start PASSAGE SHOWN

If the euro is promoted mainly on the grounds that it will make it easier to take your money on holiday, I will definitely vote against it. The hassle of changing your currency (which most UK citizens will not be doing more than once a year) is a trivial issue compared to the economic considerations (of which the benefits are still hypothetical) and possible constitutional issues (which the EU is refusing to consider at all).
CNS, Durham, England

Worrying about notes and coins will be irrelevant when your elected leaders have given away all their powers to bureaucrats in Brussels and the ECB

James Denning, U
Worrying about notes and coins will be irrelevant when your elected leaders have given away all their powers to bureaucrats in Brussels and the ECB. What then? Will the politicians still talk of doing it for the good of Europe or will they do what politicians normally do and blame someone else - the EU perhaps and start to think about breaking all those empty promises about borrowing and spending. That will be the real test for the Euro, not whether people will take to new notes and coins.
James Denning, UK

When the Euro was launched I took delight in seeing it devalue, and hated the idea of ever becoming part of it. However through personal research, as public debate seems to be somewhat lacking, I have changed and now look on with hope to the day we join and accept our place in Europe. We may have one of the oldest currencies in the world but sometimes a change can be good. My only reservation is the ECB being in Frankfurt. If we had joined from the start it could have come to its rightful home here in London.
E, London, UK

I work in an airport in the UK and find it frustrating every morning at 5am having to program the till with today's exchange rates for the major currencies...roll on the euro it will make my working life and my love of travelling easier. We've only had the current pound and pence system since the 1970's anyway.. its not the currency that makes us English, Scottish, Welsh our national heritage and culture is much more deeply rooted than the queens head on a note or coin.
Jonathan, UK

The British people are clearly confused on this matter, we vote Labour knowing that their policies are geared towards the euro. And when the time comes to move into it, we resign ourselves to the usual Tory antics of "we'll see how it goes". I say chance it. We voted Labour in. Let them see it through.
Chris G, UK

I am not ready for the euro as the entire project is based on the European Central Bank, therefore it has sole rights to alter interest rates. All those countries that have signed up to the single currency will be in for a nasty shock when they discover that they have lost control of their entire economies. Correspondents who favour the euro should be vary wary of what lies ahead.
Adrian, Great Britain

The UK should be right in there with the rest of Europe and sign up to the euro. As usual we will sit on the sidelines bleating about European integration and only get involved at a later date when the euro has been proved a great success. The sooner people realise our future lies within Europe and not as some great power with an empire the better.

end PASSAGE SHOWN
start STORED RECORDS

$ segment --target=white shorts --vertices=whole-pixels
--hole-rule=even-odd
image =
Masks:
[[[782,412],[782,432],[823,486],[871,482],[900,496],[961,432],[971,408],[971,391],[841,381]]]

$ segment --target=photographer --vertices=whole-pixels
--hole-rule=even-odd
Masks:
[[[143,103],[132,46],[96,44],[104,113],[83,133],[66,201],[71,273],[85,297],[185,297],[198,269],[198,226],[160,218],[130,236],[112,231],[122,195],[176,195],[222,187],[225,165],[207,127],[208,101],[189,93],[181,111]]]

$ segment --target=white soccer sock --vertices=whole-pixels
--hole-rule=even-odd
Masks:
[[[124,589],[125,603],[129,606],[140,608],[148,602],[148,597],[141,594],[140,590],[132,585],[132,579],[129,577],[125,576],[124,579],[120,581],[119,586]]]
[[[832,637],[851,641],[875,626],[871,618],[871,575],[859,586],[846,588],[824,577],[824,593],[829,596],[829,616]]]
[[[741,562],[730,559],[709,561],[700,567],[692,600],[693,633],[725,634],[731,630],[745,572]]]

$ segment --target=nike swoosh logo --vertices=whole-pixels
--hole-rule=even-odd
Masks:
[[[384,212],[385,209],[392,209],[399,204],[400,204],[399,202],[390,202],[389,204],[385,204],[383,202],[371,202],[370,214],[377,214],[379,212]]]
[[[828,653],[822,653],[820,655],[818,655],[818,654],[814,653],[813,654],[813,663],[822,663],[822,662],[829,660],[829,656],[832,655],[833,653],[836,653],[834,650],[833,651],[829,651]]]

end STORED RECORDS

REQUIRED TASKS »
a. Arrange the lines of the listing as a JSON list of strings, one string per line with blank lines omitted, starting at the line containing "swoosh logo --vertices=whole-pixels" and ending at the end of the listing.
b. Pick up the reader comments on the euro where they stop and continue them.

RESULTS IN ORDER »
a.
[
  "$ segment --target=nike swoosh logo --vertices=whole-pixels",
  "--hole-rule=even-odd",
  "Masks:",
  "[[[384,212],[385,209],[392,209],[399,204],[400,204],[399,202],[390,202],[389,204],[385,204],[383,202],[371,202],[370,214],[377,214],[379,212]]]",
  "[[[828,653],[822,653],[820,655],[818,655],[818,654],[814,653],[813,654],[813,663],[822,663],[822,662],[829,660],[829,656],[832,655],[833,653],[836,653],[834,650],[833,651],[829,651]]]"
]

b.
Craig, England

Loss of control of your currency equals loss of control of your economy

Freddie, UK
There seem to be two different point being expressed here: one says that the euro will be great because it will obviate the need to change money etc which will be a good thing; the second, which has not been articulated clearly enough, is the further integration of the UK and the loss of economic control. It is this point which I am concerned about - loss of control of your currency equals loss of control of your economy. I surely do not want to be controlled by nameless, faceless persons who I cannot vote out if I don't like what they are doing. That is the real key to this argument, and there are too many people willing to hand control over - perhaps that is the true "third way"
Freddie, UK

I work for a global company who are having to close factories and make people redundant right across the UK. This is not simply because of the recession, but also because we cannot compete with our competitors in the euro zone. I say for the preservation of our jobs and industry - we should join as soon as possible!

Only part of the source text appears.